**PASSAGE SHOWN**
------------------------

Rehab RN just wrote a great post about near misses with med orders. I think they should be called “near hits,” because they were actually misses, but no one pays attention to this opinion. I wish more nurses would write up their med errors and near-errors because I don’t know about anyone else, but I definitely learn from other people’s mistakes, and my patients benefit.
For what it’s worth, which may not be much considering I just made a scary medication error (the med error I made occurred DESPITE all this triple-checking, which is actually what freaked me out the most), I spend a proportionately greater amount of time on medications than anything else at work. I’m always the last one done passing meds because I obsessively check lab values, rates, IV bag labels, and so on, and then I go through each med with my patients and ask if any are new and if they have any questions. If they look dubious, I explore it with them. “Are you unfamiliar with this drug?” They usually shrug with learned helplessness and say something like, “Well, if my doctor says I should have it, I’ll take it.” Not necessarily. I go get the paper chart and go spelunking to see whether it was ordered, and often I can tell by the surrounding orders why it was ordered. If not, I usually don’t give it until I have time to figure it out. It obviously depends on the drug. If the patient swears she has NEVER taken amiodarone or Rhythmol, is in normal sinus rhythm, and has no obvious indications for it, yeah, I’m going to hold it until I get confirmation. If it’s a fish oil capsule, it’s not going to hurt her.

------------------------

**EXTRACTED DATA**

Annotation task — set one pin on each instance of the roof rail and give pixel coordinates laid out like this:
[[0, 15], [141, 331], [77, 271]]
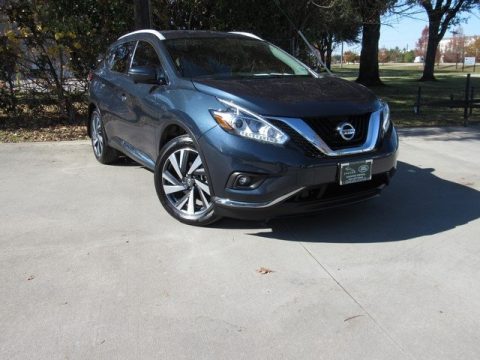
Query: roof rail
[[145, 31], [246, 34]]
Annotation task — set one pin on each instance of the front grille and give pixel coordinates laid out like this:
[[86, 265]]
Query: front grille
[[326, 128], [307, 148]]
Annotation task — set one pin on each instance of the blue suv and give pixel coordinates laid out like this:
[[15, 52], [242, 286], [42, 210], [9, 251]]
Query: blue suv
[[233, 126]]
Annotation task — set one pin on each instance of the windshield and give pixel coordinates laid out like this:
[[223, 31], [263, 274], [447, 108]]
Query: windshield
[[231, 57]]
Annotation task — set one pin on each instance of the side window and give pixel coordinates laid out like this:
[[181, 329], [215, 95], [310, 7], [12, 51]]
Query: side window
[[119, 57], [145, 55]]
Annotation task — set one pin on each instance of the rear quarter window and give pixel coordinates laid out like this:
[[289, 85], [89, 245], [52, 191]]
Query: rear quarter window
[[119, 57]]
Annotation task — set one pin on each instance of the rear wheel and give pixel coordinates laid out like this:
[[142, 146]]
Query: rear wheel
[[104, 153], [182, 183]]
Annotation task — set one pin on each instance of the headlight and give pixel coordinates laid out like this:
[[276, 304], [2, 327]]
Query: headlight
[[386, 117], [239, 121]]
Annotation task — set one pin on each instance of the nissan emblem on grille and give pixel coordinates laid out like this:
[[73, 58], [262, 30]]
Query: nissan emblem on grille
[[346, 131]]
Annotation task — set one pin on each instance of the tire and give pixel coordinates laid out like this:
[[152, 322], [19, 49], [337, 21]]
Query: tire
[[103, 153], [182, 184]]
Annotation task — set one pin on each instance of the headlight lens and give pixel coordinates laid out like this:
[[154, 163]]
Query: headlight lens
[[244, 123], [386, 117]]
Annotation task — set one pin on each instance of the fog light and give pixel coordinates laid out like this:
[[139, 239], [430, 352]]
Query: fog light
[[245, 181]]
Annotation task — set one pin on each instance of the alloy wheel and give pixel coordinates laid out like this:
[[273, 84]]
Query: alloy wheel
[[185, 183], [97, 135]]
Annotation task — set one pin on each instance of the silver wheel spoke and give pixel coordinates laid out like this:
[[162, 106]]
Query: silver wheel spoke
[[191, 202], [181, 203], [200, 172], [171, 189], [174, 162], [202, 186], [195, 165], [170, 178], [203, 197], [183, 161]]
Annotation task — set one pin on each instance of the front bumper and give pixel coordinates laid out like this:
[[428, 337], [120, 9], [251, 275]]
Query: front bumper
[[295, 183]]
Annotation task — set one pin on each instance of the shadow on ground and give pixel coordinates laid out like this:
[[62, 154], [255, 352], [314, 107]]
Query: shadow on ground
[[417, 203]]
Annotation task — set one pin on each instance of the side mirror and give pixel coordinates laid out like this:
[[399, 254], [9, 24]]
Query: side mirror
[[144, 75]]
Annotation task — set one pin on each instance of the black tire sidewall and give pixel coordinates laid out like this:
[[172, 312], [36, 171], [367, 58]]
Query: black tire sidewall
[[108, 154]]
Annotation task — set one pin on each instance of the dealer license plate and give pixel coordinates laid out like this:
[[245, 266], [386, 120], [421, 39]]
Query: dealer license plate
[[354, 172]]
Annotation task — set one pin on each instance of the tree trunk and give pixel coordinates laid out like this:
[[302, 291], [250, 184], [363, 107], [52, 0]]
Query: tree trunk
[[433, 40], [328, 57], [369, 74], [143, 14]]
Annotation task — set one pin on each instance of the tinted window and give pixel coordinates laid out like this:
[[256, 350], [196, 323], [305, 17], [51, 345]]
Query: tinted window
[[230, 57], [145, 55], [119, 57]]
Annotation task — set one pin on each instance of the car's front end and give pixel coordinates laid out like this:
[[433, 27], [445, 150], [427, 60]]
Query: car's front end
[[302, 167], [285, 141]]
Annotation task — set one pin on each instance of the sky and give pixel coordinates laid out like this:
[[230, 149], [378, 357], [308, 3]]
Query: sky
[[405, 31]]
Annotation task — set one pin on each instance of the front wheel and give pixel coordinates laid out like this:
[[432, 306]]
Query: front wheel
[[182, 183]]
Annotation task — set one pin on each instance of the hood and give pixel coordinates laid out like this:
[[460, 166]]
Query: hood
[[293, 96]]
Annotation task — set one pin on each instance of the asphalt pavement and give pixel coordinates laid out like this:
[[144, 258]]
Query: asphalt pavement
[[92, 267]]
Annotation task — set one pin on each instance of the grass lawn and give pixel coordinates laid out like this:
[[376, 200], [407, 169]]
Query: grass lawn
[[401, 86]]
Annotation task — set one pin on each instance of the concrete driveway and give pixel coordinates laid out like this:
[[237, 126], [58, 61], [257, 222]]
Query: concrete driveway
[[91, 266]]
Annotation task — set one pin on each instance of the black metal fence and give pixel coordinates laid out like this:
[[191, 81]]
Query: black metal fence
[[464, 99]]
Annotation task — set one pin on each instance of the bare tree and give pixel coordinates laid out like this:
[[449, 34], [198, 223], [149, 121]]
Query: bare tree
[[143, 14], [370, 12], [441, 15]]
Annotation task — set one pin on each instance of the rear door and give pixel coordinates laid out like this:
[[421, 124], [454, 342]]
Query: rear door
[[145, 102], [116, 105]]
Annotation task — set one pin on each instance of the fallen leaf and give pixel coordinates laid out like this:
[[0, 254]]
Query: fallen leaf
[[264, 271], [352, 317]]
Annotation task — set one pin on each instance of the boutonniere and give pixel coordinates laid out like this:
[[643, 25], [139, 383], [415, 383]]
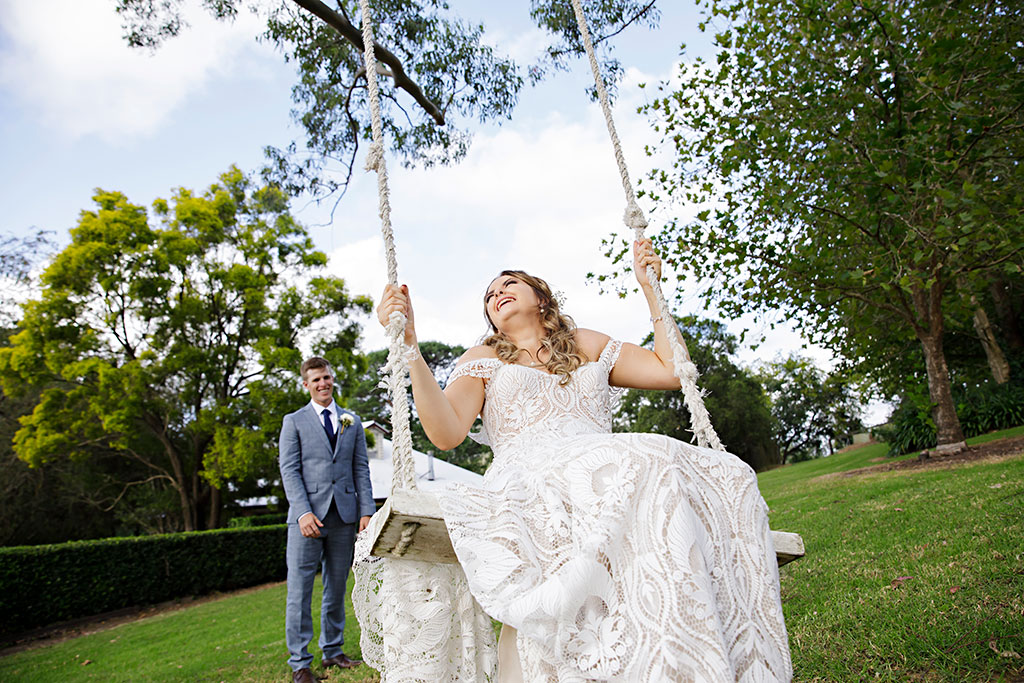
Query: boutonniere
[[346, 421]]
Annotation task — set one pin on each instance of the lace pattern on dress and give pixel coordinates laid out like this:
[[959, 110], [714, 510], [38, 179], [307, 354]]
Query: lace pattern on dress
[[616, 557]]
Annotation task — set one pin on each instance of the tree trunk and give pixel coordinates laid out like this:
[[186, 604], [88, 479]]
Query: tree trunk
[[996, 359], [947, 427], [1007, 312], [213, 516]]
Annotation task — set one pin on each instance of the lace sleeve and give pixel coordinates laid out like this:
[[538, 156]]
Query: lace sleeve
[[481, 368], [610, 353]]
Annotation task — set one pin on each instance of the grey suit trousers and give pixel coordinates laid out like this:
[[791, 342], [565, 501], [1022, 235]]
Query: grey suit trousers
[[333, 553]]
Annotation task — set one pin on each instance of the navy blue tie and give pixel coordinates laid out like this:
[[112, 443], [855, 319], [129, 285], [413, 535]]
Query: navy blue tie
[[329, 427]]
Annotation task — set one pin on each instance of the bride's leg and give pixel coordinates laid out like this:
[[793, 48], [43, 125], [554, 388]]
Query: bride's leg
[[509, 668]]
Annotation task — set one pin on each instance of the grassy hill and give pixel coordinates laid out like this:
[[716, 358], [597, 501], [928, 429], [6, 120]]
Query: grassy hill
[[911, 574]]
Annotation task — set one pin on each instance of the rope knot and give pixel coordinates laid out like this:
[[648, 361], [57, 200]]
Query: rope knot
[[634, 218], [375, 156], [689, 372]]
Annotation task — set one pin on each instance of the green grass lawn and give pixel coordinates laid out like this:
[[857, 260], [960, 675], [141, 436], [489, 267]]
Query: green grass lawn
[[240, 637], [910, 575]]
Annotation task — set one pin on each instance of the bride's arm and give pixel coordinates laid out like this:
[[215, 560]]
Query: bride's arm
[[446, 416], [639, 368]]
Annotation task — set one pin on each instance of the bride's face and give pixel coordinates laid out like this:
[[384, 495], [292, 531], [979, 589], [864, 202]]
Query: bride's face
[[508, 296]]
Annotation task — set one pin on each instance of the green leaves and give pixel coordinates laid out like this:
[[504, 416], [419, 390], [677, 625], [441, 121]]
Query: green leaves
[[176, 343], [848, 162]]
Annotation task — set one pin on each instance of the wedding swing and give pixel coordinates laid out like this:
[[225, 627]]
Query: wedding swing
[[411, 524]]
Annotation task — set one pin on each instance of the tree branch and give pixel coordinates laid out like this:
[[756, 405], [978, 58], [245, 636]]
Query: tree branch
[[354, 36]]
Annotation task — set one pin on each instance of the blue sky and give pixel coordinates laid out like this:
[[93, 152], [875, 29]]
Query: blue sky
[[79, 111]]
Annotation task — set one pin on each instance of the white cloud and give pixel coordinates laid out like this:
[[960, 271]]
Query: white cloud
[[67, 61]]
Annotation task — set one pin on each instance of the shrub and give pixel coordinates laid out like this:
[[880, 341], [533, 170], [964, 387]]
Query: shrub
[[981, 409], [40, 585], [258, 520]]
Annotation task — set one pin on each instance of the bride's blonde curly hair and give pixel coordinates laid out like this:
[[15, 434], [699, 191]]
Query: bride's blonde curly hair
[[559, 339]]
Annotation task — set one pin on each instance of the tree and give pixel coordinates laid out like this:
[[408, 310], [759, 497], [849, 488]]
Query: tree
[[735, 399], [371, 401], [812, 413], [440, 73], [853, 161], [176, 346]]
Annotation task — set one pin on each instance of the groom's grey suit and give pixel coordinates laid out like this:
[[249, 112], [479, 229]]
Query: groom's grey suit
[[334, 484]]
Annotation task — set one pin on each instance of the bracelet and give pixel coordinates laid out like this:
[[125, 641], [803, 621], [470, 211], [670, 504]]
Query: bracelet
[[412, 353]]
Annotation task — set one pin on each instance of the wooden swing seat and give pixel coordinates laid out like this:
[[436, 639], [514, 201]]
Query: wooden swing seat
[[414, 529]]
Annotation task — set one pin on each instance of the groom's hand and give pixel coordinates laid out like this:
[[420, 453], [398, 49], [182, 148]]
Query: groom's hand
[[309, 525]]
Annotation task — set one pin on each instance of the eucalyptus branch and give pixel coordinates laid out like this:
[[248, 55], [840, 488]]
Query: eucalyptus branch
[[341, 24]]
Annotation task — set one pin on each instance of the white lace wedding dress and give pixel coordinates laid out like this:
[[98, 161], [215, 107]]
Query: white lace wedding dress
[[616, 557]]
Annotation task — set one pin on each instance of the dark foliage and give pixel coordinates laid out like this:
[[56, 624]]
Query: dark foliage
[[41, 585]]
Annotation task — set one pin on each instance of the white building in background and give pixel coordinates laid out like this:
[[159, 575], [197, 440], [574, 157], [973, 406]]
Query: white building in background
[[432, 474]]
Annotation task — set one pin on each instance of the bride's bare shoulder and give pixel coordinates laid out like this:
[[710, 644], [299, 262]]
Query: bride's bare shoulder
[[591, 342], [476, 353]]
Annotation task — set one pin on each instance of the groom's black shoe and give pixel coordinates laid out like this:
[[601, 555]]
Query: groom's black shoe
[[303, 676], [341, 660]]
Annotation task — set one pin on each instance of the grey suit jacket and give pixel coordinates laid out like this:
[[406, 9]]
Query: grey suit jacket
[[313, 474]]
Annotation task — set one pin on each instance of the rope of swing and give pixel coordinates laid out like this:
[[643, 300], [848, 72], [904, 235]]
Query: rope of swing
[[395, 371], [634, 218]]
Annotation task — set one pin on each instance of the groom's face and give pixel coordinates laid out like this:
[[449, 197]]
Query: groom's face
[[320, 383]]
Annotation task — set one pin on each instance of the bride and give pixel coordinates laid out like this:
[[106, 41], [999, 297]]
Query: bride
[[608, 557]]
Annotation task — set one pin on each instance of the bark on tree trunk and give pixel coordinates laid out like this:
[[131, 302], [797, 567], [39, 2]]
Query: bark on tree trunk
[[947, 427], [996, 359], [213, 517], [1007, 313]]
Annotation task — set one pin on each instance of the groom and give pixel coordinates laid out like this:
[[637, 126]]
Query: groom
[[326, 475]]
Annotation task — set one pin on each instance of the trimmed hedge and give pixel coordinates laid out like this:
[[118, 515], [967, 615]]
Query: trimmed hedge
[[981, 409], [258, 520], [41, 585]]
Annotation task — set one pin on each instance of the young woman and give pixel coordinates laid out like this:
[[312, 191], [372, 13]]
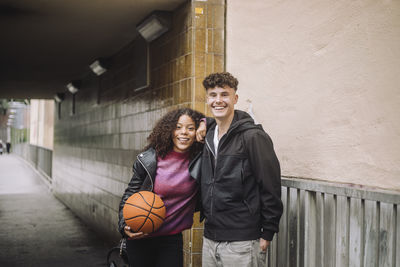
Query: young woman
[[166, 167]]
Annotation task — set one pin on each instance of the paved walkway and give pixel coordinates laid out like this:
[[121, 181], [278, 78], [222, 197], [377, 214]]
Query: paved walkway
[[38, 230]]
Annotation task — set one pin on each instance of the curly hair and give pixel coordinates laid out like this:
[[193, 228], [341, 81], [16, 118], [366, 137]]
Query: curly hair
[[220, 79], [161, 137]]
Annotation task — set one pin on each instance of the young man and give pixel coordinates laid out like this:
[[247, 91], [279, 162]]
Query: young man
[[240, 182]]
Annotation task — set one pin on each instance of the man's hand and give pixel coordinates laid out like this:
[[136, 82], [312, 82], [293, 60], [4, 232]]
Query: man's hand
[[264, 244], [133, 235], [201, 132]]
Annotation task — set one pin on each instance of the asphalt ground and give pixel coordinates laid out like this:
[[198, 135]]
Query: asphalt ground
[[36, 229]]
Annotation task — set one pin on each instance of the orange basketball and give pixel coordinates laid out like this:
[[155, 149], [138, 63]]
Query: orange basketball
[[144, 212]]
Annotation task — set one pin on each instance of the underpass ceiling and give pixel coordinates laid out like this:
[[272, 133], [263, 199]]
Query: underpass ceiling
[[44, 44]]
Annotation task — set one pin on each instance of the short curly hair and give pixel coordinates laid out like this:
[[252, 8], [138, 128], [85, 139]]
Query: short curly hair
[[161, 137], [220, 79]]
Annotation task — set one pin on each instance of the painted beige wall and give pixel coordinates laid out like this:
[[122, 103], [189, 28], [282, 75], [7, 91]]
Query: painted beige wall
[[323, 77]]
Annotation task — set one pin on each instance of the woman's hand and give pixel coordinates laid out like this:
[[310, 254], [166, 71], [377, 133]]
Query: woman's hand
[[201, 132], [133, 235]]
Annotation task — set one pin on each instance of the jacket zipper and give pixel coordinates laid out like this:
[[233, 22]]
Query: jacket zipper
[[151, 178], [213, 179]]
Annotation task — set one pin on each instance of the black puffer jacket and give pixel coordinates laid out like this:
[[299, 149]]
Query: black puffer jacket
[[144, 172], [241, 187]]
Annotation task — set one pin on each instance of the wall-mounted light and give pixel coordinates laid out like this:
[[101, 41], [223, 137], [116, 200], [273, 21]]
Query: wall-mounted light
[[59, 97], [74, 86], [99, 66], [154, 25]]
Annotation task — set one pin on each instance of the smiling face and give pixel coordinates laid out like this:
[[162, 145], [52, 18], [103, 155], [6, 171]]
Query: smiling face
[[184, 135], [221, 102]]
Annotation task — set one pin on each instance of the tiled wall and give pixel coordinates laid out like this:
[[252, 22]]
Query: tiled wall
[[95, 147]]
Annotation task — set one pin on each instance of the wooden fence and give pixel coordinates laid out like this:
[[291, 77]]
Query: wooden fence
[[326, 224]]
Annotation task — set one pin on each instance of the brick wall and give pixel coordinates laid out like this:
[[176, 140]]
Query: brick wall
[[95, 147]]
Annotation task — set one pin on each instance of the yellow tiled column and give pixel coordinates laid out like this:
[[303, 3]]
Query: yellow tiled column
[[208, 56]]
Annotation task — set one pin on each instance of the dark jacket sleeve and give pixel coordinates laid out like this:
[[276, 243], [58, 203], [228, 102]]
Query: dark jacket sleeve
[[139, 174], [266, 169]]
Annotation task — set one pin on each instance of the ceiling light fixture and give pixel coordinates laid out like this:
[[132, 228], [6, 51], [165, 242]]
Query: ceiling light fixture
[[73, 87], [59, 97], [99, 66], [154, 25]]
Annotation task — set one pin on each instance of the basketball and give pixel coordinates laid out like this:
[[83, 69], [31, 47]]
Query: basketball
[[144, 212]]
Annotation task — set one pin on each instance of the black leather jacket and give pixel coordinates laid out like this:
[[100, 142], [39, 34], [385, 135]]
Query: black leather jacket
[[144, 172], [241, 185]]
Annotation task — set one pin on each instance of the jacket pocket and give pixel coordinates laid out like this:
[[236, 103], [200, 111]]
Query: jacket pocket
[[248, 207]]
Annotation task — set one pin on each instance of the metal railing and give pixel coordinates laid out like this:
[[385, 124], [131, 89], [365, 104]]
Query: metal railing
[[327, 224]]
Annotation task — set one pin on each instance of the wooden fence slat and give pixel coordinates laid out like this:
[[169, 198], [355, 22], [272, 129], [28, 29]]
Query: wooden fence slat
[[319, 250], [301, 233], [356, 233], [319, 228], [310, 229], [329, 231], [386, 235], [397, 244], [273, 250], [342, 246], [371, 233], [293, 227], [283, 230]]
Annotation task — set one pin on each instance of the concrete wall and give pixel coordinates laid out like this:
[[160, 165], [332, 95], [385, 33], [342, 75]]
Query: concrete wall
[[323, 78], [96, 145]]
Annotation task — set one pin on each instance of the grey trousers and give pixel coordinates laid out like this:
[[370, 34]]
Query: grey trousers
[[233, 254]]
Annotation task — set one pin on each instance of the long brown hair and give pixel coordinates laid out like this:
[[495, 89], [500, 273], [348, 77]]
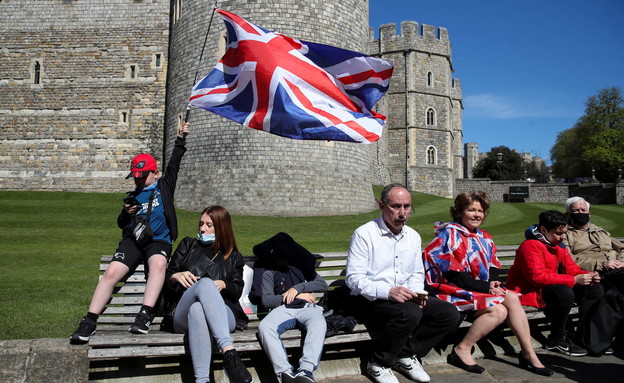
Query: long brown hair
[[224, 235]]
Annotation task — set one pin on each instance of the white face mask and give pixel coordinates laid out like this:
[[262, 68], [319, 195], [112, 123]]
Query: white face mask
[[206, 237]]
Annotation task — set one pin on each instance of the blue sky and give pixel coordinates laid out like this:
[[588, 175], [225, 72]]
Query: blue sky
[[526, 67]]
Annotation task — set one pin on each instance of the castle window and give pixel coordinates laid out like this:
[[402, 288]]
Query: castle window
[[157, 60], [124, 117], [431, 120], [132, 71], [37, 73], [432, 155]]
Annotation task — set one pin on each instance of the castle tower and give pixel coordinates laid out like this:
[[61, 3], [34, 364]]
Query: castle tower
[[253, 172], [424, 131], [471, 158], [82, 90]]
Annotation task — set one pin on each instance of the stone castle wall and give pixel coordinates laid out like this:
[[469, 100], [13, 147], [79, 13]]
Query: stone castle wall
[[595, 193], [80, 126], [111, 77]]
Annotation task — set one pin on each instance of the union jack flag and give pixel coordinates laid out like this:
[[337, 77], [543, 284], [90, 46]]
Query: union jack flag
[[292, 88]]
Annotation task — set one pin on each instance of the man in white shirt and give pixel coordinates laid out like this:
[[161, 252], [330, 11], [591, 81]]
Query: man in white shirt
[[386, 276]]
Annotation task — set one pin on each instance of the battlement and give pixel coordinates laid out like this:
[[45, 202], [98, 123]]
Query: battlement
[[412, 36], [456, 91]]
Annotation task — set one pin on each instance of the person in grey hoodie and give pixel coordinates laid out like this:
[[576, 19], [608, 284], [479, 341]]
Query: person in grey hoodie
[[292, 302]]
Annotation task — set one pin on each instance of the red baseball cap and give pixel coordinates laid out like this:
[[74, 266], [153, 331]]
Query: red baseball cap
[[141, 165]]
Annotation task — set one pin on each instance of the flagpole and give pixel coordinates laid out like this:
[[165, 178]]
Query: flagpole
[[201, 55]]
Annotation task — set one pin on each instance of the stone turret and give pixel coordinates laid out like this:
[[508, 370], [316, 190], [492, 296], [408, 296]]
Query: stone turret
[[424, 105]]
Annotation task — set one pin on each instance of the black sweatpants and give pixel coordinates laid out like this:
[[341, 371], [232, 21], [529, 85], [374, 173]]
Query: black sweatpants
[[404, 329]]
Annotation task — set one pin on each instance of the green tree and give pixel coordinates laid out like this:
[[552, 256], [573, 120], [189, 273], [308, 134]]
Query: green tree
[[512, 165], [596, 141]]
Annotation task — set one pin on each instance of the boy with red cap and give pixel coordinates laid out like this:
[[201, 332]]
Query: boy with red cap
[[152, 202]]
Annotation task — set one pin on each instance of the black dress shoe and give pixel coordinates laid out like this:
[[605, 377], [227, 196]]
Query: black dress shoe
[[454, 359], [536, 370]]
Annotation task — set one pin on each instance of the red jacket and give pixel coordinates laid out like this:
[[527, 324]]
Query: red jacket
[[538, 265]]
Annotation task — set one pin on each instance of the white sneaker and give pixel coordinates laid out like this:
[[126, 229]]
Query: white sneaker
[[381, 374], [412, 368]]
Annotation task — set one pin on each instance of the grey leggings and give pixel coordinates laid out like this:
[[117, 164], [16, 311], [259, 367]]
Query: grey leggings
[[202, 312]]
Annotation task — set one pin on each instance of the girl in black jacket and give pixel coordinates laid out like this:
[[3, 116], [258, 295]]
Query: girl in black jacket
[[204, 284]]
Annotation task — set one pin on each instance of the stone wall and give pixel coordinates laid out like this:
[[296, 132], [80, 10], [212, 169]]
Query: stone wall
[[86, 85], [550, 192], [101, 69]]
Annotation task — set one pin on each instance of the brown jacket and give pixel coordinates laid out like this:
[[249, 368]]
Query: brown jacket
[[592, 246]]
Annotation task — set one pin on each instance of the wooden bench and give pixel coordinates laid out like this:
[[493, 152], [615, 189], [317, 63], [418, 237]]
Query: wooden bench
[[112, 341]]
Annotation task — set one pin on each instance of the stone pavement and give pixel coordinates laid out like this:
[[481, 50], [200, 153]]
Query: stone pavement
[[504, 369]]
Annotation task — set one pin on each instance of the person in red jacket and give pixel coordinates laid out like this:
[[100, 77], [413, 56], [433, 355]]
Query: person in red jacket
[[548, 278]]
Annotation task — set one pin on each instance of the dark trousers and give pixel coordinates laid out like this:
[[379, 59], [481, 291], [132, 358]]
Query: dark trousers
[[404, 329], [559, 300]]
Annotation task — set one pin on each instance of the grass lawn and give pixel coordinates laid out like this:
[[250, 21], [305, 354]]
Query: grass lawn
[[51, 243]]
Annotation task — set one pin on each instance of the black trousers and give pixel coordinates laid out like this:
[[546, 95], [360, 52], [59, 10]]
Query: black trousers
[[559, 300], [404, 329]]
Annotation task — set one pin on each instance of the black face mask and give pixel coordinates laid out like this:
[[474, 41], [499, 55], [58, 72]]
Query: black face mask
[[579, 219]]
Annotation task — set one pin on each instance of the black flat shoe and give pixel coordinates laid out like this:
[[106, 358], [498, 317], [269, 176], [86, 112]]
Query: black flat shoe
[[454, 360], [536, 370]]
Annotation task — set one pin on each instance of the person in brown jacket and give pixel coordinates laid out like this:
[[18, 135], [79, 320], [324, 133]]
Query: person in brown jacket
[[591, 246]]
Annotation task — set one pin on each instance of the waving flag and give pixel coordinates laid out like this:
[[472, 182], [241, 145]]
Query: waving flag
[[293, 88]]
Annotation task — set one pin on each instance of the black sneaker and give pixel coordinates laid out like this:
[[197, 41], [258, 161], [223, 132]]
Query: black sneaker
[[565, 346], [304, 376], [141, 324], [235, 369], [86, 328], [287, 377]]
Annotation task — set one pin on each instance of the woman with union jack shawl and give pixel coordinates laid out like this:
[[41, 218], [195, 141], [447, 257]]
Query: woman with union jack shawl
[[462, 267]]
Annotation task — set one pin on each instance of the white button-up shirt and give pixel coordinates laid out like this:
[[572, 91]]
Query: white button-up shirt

------------------------

**EXERCISE OBJECTIVE**
Can you quote the medication-errors post above in full, word for word?

**EXERCISE SOLUTION**
Rehab RN just wrote a great post about near misses with med orders. I think they should be called “near hits,” because they were actually misses, but no one pays attention to this opinion. I wish more nurses would write up their med errors and near-errors because I don’t know about anyone else, but I definitely learn from other people’s mistakes, and my patients benefit.
For what it’s worth, which may not be much considering I just made a scary medication error (the med error I made occurred DESPITE all this triple-checking, which is actually what freaked me out the most), I spend a proportionately greater amount of time on medications than anything else at work. I’m always the last one done passing meds because I obsessively check lab values, rates, IV bag labels, and so on, and then I go through each med with my patients and ask if any are new and if they have any questions. If they look dubious, I explore it with them. “Are you unfamiliar with this drug?” They usually shrug with learned helplessness and say something like, “Well, if my doctor says I should have it, I’ll take it.” Not necessarily. I go get the paper chart and go spelunking to see whether it was ordered, and often I can tell by the surrounding orders why it was ordered. If not, I usually don’t give it until I have time to figure it out. It obviously depends on the drug. If the patient swears she has NEVER taken amiodarone or Rhythmol, is in normal sinus rhythm, and has no obvious indications for it, yeah, I’m going to hold it until I get confirmation. If it’s a fish oil capsule, it’s not going to hurt her.